WRITTEN EXERCISE » Give the data as a numbered list, starting at the line that contains "the green grass" and ending at the last line of the data, with blank lines left out.

Lines of data:
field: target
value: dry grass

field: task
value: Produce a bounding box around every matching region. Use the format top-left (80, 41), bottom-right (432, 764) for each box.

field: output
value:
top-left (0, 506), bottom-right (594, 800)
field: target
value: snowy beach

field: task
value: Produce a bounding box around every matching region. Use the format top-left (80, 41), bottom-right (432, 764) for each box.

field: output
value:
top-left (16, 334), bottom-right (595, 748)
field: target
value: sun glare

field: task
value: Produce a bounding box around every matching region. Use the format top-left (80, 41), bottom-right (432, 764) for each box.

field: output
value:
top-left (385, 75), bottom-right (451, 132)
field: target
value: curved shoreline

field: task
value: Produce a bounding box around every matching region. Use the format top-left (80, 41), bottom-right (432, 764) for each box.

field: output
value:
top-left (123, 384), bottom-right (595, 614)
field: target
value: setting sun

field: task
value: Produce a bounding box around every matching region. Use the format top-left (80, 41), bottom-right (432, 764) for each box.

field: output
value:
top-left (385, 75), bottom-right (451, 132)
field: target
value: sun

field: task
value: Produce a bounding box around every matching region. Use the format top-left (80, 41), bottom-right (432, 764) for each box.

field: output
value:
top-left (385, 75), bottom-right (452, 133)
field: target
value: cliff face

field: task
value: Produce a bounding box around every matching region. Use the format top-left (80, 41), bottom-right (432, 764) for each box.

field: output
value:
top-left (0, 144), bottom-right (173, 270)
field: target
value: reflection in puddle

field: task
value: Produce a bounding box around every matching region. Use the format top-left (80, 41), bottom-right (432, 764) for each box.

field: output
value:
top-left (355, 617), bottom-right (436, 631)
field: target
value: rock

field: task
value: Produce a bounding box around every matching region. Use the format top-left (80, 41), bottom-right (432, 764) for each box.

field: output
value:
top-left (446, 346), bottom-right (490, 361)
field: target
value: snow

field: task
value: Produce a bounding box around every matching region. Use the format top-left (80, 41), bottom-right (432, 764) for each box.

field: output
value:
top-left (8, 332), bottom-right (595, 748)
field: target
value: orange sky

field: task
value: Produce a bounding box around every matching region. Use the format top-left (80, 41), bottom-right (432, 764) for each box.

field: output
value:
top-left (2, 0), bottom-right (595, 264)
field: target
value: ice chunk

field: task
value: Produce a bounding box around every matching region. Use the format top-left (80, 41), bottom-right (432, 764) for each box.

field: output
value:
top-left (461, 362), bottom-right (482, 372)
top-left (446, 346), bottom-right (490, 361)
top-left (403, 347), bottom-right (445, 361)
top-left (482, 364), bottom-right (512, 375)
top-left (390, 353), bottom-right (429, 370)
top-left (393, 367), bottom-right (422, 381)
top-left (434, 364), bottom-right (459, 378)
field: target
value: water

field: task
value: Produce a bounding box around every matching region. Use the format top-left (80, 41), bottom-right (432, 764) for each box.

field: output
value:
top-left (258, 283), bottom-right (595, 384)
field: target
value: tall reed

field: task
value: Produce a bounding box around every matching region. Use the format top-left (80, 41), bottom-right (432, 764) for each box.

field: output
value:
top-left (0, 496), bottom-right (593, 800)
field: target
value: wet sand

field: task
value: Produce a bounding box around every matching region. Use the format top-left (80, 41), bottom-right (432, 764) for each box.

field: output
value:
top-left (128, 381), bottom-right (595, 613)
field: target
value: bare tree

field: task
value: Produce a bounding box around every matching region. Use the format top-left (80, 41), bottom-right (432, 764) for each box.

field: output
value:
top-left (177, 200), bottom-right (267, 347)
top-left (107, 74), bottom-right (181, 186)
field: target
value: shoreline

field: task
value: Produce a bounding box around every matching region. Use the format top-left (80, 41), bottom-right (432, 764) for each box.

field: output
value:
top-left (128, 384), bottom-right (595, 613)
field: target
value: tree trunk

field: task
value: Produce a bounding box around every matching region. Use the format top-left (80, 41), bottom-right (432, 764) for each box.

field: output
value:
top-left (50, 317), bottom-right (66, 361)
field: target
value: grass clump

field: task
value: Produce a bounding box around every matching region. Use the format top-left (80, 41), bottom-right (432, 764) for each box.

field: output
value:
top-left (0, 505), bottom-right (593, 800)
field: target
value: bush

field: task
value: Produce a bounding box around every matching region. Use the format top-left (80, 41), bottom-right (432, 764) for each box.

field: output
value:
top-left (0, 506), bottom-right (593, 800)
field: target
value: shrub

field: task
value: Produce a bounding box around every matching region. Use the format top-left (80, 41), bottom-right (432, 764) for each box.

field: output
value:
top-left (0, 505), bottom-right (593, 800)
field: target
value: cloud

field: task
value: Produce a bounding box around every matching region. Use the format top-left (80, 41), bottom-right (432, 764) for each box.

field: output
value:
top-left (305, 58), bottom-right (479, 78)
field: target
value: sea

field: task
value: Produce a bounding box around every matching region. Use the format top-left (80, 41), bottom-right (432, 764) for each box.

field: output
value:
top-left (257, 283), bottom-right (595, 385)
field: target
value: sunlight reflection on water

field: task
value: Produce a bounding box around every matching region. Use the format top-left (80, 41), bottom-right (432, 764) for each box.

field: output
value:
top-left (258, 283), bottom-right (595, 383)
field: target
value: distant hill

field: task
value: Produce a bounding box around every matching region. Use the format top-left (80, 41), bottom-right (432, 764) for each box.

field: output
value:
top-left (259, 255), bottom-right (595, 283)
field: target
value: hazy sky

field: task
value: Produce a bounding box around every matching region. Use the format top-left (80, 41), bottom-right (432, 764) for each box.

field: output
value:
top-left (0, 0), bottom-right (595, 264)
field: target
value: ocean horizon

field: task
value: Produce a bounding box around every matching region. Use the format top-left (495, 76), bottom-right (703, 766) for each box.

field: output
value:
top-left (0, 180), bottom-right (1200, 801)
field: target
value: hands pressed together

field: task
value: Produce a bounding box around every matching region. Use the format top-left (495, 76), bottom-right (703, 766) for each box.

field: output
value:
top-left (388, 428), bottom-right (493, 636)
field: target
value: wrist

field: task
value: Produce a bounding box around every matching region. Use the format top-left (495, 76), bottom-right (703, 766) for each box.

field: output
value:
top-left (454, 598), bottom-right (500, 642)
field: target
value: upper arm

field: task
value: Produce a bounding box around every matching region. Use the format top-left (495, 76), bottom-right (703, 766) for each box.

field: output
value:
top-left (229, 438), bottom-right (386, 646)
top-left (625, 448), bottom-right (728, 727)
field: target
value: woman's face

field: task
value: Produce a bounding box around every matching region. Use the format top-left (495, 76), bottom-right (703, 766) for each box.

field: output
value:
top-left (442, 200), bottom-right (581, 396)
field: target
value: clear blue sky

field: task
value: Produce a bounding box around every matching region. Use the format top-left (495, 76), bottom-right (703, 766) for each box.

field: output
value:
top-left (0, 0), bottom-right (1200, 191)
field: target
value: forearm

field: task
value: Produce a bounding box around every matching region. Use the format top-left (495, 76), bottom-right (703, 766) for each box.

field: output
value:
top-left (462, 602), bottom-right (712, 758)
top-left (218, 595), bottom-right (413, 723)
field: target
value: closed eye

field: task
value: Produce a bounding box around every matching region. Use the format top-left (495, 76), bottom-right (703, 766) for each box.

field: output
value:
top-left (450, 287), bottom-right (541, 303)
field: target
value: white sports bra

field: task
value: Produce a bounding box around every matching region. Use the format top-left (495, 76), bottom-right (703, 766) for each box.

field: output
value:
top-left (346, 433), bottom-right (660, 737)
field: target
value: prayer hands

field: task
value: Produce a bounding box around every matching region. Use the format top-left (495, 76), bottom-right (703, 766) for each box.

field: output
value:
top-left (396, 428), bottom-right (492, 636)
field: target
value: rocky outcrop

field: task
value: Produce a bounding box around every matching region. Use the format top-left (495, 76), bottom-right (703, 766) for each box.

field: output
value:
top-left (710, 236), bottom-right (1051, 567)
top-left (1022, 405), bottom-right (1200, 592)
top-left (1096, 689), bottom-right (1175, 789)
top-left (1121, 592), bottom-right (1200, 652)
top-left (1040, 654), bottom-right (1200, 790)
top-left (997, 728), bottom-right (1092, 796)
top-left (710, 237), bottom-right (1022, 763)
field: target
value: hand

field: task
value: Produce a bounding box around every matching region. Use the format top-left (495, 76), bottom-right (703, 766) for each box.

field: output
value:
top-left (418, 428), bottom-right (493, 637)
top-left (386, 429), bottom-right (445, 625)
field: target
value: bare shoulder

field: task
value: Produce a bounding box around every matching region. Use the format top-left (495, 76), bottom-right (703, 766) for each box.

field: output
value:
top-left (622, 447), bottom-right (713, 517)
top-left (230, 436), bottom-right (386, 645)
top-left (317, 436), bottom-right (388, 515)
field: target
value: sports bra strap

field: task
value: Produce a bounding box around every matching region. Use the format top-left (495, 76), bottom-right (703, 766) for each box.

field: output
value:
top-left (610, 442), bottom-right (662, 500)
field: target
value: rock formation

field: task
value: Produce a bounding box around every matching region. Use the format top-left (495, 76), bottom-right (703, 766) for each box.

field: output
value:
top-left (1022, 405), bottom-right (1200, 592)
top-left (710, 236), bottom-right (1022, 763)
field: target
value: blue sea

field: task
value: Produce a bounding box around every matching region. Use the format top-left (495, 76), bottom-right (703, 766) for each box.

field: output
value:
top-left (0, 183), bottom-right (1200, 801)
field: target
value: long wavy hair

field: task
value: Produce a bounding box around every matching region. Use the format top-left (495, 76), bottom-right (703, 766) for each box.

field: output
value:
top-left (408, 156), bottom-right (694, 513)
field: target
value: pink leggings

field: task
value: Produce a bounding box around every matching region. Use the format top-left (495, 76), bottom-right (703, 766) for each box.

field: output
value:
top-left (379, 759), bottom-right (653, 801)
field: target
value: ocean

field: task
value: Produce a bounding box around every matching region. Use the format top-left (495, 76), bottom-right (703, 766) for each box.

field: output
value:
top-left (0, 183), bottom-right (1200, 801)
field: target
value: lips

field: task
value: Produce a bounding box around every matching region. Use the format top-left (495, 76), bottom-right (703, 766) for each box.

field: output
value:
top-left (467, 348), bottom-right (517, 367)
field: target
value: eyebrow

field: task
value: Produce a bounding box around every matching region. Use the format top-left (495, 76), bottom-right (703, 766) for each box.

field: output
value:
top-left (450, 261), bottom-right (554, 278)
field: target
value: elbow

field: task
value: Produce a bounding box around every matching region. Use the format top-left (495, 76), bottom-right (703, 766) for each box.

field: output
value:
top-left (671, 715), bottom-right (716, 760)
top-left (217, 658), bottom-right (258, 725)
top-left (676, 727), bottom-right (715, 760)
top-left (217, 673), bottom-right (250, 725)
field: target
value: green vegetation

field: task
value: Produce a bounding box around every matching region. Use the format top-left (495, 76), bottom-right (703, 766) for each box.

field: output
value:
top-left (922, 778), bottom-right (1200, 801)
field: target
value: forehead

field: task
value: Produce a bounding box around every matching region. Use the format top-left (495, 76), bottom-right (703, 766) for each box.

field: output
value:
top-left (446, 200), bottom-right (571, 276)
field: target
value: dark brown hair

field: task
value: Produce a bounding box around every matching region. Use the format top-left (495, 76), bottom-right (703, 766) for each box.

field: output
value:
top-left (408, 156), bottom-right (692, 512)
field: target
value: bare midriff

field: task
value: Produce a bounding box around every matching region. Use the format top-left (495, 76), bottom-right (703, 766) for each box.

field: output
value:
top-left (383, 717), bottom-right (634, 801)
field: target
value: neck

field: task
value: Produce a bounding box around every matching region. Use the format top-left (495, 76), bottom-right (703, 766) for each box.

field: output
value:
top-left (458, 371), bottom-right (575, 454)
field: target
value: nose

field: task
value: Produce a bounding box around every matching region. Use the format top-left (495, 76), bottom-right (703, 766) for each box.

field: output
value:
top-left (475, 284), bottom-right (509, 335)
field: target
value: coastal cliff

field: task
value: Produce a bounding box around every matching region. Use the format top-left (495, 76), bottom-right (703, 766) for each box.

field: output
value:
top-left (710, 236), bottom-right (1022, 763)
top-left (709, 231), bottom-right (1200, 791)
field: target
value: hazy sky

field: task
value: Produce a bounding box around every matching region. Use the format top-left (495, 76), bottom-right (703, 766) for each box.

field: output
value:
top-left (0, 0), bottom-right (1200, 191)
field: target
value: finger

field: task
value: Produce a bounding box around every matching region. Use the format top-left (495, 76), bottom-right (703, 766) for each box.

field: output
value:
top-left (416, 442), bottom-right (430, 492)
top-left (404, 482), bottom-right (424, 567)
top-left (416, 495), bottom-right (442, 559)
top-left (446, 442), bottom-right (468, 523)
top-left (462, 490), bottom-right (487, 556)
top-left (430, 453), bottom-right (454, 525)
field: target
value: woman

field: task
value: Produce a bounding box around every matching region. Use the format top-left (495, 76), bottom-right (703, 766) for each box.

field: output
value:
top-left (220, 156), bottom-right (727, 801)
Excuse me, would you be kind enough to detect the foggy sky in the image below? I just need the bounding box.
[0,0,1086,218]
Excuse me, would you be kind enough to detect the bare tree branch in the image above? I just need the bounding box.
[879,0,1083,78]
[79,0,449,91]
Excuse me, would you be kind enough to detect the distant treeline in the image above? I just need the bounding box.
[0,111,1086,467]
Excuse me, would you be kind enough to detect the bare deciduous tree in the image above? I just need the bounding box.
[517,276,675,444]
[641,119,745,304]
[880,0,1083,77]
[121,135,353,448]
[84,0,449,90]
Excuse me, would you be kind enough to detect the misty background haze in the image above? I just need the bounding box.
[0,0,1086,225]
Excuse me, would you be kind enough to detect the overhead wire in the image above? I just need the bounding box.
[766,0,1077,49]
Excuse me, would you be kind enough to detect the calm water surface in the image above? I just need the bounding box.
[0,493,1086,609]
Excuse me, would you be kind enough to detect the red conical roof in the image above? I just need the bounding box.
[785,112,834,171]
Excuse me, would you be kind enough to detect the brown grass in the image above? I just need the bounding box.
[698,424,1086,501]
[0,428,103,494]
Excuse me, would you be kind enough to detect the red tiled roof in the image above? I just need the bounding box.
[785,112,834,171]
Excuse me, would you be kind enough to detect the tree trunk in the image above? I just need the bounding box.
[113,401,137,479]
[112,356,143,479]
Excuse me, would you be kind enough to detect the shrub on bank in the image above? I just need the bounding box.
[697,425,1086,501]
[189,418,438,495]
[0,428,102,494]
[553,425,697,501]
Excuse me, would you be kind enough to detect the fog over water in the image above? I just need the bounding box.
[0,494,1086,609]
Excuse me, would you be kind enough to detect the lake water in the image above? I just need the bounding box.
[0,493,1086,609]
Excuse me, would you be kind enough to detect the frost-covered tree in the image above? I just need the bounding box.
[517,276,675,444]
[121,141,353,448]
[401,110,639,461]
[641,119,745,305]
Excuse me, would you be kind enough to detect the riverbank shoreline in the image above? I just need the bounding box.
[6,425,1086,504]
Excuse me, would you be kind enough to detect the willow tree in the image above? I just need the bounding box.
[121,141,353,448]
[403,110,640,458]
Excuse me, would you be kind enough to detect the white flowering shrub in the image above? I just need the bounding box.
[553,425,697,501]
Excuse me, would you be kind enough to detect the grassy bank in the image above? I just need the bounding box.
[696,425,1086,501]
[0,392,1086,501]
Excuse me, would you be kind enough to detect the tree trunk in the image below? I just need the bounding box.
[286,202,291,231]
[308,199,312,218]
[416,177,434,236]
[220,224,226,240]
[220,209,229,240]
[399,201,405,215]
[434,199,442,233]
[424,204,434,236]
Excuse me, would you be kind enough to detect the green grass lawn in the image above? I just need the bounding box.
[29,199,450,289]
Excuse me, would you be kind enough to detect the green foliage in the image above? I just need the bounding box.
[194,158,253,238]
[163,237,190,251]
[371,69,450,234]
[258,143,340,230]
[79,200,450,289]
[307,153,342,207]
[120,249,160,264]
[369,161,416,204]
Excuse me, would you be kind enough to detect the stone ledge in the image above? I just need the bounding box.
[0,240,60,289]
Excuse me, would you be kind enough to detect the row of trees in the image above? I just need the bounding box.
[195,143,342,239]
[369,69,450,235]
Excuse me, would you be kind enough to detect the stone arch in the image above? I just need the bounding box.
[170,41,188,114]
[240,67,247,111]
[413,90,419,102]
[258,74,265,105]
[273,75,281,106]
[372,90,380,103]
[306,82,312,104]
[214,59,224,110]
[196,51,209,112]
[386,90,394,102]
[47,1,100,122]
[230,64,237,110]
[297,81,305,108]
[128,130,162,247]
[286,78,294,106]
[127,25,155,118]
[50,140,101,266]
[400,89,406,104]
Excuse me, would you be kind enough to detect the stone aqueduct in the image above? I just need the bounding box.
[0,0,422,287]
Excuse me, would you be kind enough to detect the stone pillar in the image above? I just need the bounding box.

THE OUTPUT »
1. Excuse me, would you be kind enough to detect the green grass lawn in the image above? I just need the bounding box.
2. [29,199,450,289]
3. Excuse me, would you be kind enough to detect the green foliage in the image above? I just need the bounding box.
4. [194,158,253,238]
5. [163,237,190,251]
6. [371,69,450,234]
7. [258,143,340,230]
8. [79,200,450,289]
9. [307,153,342,207]
10. [120,249,160,264]
11. [369,161,416,204]
12. Excuse me, would you be kind enough to detect the stone ledge in the image above? I just need the bounding box.
13. [0,240,60,289]
14. Excuse me, would you be kind enough to detect the row of trees in the image above? I just need the bounding box.
15. [195,143,342,239]
16. [369,69,450,235]
17. Excuse me, would you be kind enough to detect the stone arch in the image above? I just need the bounding box.
18. [170,41,188,114]
19. [240,67,247,111]
20. [413,90,419,102]
21. [258,74,265,105]
22. [273,75,281,106]
23. [372,90,380,103]
24. [306,82,312,104]
25. [214,59,224,110]
26. [196,51,209,112]
27. [386,90,394,102]
28. [47,1,100,122]
29. [230,64,237,110]
30. [297,81,305,108]
31. [128,130,162,247]
32. [286,78,294,106]
33. [127,25,155,118]
34. [50,140,101,266]
35. [400,89,406,104]
36. Excuse me, would you be kind enough to detect the stone aqueduct in the image above? I just need the bounding box.
37. [0,0,422,287]
38. Excuse me, would you be kind enough to detect the stone pillar in the image above? I just need the bounding box.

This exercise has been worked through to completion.